Aangeleverde tekst:
▬▬▬▬▬▬▬▬▬▬
Recht op klein verlet bij de communie van het kind
Voor de eerste communie of het lentefeest van het kind is er algemeen geen recht op klein verlet. Op sectoraal vlak kan dit toch wel toegekend worden.
Voor de plechtige communie of het feest van de vrijzinnige jeugd heeft de werknemer recht op één dag klein verlet. Het klein verlet valt samen met de dag van plechtigheid. Wanneer de plechtigheid valt op een inactiviteitsdag dan mag het klein verlet opgenomen worden op de eerste activiteitsdag voor of na de plechtigheid.
Indien de werknemer niet werkt op de eerste activiteitsdag voor of na de dag van plechtigheid, dan verliest de werknemer zijn recht op klein verlet.
▬▬▬▬▬▬▬▬▬▬
Opgeslagen vermeldingen:
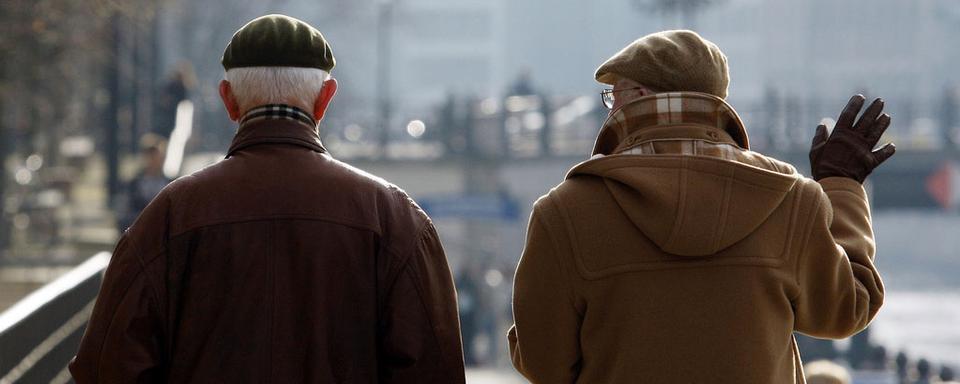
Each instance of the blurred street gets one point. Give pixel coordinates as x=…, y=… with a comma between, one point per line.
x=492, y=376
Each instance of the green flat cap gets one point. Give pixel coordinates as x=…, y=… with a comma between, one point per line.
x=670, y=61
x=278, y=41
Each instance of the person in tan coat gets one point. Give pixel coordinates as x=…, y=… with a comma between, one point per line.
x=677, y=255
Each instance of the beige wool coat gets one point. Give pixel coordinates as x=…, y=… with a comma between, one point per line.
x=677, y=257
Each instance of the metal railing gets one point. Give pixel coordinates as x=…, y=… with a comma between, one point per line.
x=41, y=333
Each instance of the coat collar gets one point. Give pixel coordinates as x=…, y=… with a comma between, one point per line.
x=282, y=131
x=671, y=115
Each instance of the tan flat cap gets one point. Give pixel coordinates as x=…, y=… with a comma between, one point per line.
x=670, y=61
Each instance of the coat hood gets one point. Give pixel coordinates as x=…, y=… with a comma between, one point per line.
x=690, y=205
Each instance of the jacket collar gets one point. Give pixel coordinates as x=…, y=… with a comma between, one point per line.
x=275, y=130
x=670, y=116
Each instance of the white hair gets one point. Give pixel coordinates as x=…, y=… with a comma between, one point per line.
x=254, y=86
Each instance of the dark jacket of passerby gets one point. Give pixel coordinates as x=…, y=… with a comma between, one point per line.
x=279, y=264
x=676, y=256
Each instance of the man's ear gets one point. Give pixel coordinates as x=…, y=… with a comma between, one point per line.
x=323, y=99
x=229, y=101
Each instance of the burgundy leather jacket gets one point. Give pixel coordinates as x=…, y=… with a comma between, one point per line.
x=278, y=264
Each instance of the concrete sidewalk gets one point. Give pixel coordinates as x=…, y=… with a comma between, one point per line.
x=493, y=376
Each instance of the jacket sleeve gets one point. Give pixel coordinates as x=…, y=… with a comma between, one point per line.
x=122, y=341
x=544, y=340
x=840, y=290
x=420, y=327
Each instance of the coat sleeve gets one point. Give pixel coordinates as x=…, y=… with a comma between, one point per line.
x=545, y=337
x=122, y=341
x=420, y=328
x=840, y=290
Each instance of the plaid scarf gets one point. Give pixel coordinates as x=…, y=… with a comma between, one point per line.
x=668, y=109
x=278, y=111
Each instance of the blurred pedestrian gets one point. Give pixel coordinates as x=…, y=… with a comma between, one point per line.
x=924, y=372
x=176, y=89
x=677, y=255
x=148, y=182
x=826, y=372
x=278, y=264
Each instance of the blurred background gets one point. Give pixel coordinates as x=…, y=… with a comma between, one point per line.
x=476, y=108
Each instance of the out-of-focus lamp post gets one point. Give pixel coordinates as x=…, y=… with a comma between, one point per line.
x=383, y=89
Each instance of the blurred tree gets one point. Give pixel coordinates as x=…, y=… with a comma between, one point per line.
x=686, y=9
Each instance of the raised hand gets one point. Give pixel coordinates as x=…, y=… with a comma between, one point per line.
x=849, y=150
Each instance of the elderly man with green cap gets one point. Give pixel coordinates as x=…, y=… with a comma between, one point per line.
▬▬▬▬▬▬▬▬▬▬
Opdracht: Geef het deel van de tekst over klein verlet bij de communie dat begint bij de woorden "Recht op klein verlet bij" en eindigt met "na de plechtigheid." opnieuw weer. Vervang daarin "klein verlet" door "omstandigheidsverlof".

Verwacht resultaat:
Recht op omstandigheidsverlof bij de communie van het kind
Voor de eerste communie of het lentefeest van het kind is er algemeen geen recht op omstandigheidsverlof. Op sectoraal vlak kan dit toch wel toegekend worden.
Voor de plechtige communie of het feest van de vrijzinnige jeugd heeft de werknemer recht op één dag omstandigheidsverlof. Het omstandigheidsverlof valt samen met de dag van plechtigheid. Wanneer de plechtigheid valt op een inactiviteitsdag dan mag het omstandigheidsverlof opgenomen worden op de eerste activiteitsdag voor of na de plechtigheid.